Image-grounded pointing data
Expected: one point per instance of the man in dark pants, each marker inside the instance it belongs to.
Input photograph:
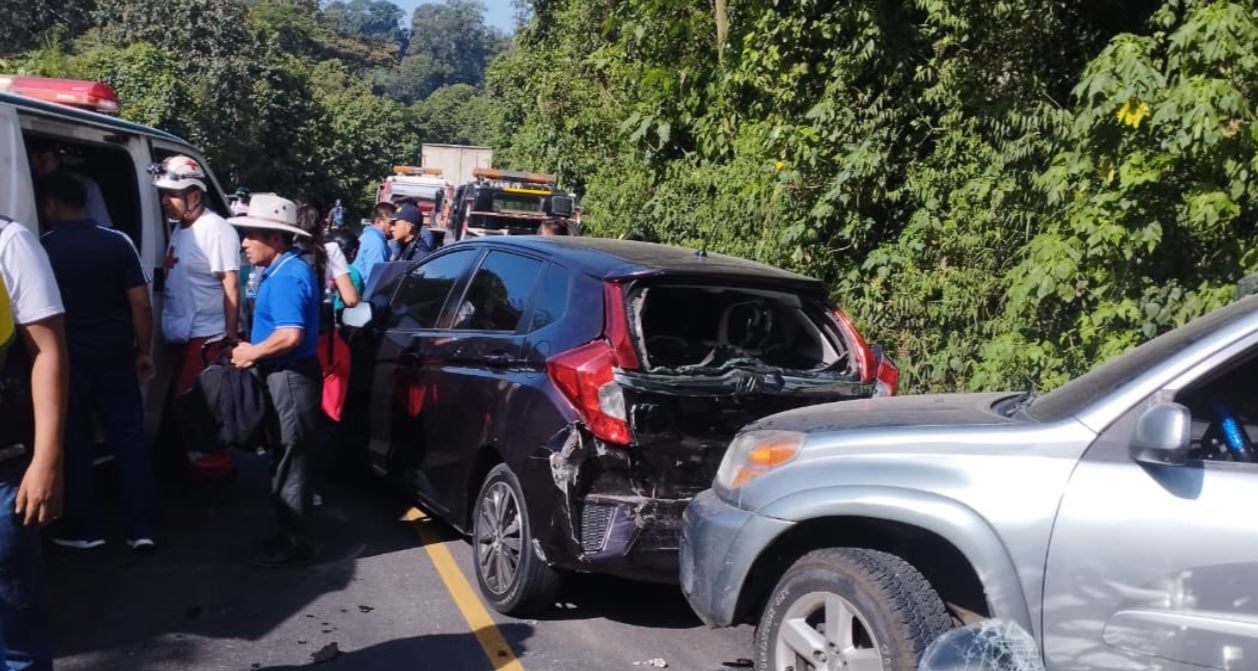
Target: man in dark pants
(33, 372)
(283, 346)
(108, 326)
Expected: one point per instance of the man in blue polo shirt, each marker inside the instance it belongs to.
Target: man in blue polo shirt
(282, 345)
(108, 330)
(375, 246)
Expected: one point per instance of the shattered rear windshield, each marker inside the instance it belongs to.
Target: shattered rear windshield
(711, 329)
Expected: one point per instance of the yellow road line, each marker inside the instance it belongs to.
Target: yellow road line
(492, 642)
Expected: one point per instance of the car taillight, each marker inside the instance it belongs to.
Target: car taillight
(615, 326)
(861, 350)
(586, 378)
(586, 374)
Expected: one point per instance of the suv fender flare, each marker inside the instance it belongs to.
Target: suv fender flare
(946, 518)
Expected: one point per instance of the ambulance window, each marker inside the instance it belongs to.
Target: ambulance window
(103, 169)
(213, 199)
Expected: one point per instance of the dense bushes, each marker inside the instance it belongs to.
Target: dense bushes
(1003, 193)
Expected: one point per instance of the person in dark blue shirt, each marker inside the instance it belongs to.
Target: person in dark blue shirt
(282, 346)
(108, 330)
(415, 239)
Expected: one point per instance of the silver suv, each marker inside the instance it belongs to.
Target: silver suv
(1116, 519)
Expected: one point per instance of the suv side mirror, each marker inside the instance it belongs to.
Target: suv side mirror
(359, 316)
(1163, 434)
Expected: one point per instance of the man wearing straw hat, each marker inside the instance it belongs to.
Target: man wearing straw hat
(282, 346)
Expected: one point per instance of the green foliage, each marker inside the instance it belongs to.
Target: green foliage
(1152, 194)
(1001, 193)
(456, 115)
(378, 19)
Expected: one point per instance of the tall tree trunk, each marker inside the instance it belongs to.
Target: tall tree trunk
(722, 27)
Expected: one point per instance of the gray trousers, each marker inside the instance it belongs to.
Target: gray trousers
(296, 393)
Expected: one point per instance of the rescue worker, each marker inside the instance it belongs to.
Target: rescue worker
(282, 346)
(415, 239)
(201, 290)
(374, 243)
(45, 157)
(108, 325)
(32, 356)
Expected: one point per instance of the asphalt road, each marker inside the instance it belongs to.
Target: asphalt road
(375, 592)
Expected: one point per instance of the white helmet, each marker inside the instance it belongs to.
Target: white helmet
(179, 173)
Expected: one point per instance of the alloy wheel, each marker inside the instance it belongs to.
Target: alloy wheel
(824, 632)
(498, 535)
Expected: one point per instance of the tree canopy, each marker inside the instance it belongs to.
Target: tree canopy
(1001, 194)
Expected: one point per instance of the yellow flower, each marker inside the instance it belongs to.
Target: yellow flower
(1132, 112)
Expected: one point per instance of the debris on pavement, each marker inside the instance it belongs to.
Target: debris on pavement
(326, 654)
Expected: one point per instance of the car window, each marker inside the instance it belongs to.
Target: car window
(1224, 411)
(423, 291)
(498, 293)
(551, 297)
(1100, 382)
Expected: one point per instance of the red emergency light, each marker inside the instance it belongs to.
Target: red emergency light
(94, 96)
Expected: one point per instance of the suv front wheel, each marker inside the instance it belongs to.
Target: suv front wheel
(510, 573)
(851, 609)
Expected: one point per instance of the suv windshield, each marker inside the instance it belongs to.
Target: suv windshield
(1100, 382)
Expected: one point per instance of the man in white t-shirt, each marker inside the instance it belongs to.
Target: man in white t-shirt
(30, 480)
(201, 287)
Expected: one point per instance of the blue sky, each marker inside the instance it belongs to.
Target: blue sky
(498, 13)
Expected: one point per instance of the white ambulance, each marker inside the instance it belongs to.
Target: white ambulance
(113, 152)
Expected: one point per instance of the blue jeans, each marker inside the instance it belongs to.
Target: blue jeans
(24, 642)
(113, 393)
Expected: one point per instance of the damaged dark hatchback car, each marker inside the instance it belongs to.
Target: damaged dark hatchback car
(562, 399)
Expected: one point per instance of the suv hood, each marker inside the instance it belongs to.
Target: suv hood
(886, 412)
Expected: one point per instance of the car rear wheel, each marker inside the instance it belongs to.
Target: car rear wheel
(849, 609)
(510, 573)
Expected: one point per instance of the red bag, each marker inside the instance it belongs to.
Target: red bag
(333, 356)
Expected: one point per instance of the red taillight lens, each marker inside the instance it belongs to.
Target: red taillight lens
(887, 375)
(861, 350)
(615, 326)
(586, 375)
(586, 378)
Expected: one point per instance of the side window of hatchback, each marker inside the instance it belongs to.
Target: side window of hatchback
(419, 300)
(498, 295)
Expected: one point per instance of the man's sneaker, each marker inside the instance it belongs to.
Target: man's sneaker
(79, 544)
(142, 545)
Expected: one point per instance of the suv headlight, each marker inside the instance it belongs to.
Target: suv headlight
(756, 452)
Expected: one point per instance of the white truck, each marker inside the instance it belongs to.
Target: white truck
(456, 161)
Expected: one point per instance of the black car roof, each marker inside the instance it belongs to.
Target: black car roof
(623, 259)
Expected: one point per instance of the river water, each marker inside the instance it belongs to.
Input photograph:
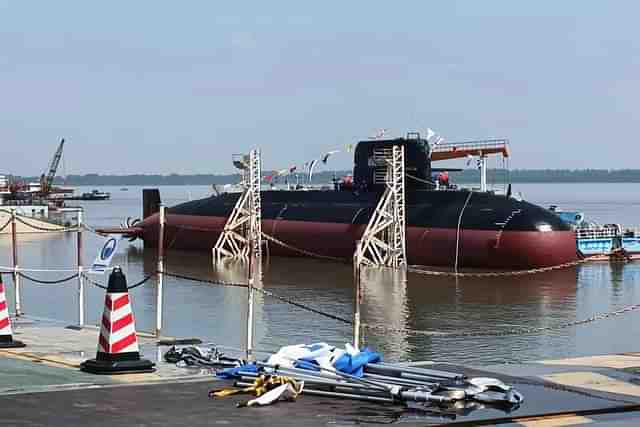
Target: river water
(391, 299)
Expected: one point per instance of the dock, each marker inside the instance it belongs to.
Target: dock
(41, 384)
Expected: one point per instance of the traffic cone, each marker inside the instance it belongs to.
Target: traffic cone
(118, 351)
(6, 338)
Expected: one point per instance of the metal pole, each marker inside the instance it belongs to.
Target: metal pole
(163, 220)
(483, 172)
(250, 355)
(357, 297)
(16, 275)
(80, 278)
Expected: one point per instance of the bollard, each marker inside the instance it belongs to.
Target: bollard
(163, 220)
(16, 274)
(80, 278)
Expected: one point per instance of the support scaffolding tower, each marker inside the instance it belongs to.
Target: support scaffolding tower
(383, 242)
(242, 234)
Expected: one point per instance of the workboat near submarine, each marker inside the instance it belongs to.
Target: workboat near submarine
(487, 230)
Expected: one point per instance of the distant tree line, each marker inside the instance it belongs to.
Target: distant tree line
(464, 176)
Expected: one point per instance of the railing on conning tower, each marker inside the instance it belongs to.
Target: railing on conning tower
(456, 150)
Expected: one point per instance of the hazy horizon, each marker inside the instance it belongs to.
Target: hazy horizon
(145, 88)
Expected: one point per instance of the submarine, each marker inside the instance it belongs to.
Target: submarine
(487, 230)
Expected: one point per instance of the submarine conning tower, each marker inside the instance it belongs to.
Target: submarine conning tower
(370, 162)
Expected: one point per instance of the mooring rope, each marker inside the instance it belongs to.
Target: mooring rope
(264, 292)
(44, 229)
(507, 332)
(5, 269)
(455, 265)
(303, 306)
(302, 251)
(421, 269)
(208, 281)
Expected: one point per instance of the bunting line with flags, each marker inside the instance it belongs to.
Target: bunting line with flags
(312, 165)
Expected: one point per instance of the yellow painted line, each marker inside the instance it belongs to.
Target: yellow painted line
(616, 361)
(50, 360)
(137, 378)
(594, 381)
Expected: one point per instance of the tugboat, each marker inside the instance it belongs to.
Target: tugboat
(489, 230)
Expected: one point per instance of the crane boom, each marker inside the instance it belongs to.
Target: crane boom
(47, 183)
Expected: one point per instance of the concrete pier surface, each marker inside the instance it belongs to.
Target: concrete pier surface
(41, 385)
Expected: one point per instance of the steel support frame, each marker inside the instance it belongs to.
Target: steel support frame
(384, 240)
(242, 234)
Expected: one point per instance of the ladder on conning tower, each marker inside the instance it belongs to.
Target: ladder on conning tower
(384, 240)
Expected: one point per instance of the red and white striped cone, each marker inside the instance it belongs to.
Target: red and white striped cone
(6, 337)
(118, 351)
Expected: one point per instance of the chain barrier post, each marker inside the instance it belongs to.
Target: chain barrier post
(16, 274)
(254, 245)
(80, 278)
(163, 221)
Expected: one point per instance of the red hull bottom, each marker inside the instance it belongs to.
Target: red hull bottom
(425, 246)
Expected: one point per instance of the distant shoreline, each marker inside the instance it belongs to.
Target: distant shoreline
(464, 177)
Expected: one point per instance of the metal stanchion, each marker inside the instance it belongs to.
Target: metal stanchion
(16, 275)
(80, 278)
(250, 296)
(163, 220)
(357, 296)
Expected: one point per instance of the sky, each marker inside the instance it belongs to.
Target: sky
(178, 87)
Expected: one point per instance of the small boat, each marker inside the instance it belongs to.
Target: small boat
(609, 241)
(93, 195)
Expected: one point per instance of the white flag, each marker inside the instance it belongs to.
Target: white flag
(105, 255)
(430, 133)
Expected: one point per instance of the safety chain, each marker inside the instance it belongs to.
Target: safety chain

• **To do**
A single number is the answer here: how many lines above carry the string "safety"?

• **Written response**
2